• _Exercise goal_
Return, exactly and in full, the lines of the records below starting at the one with "Target: blurred green background" and ending at the one with "Target: frog's eye", and no other lines.

##### Provided records #####

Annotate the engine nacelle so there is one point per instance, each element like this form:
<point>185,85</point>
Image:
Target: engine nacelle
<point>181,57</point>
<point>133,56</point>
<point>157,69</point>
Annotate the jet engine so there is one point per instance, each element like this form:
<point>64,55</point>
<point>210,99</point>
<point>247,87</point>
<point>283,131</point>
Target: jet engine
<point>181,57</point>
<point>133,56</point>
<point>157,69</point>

#####
##### Provided records #####

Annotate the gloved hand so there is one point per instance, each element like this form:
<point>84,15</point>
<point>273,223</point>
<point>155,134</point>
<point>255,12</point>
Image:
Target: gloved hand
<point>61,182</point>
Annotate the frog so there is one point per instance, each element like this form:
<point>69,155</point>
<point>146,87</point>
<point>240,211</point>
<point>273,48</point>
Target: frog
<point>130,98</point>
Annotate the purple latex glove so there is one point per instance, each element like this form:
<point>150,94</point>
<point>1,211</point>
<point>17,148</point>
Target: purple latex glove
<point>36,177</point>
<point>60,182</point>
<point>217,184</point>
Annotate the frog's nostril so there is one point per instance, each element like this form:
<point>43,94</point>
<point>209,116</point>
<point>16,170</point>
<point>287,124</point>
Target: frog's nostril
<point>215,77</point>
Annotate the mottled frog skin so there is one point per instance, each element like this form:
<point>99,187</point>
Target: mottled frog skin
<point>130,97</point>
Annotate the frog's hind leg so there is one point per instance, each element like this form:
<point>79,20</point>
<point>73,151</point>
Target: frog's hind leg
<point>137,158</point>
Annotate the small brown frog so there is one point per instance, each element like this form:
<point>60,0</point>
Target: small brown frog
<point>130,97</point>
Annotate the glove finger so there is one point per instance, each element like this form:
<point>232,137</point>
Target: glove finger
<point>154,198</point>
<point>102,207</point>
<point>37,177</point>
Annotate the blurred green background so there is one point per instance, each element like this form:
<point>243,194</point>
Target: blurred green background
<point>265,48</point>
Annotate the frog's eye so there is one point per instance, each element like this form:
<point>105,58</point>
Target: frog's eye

#####

• _Result of this task_
Target: blurred green background
<point>265,48</point>
Annotate the frog's eye so there is one point per instance, each element like this form:
<point>105,58</point>
Target: frog's eye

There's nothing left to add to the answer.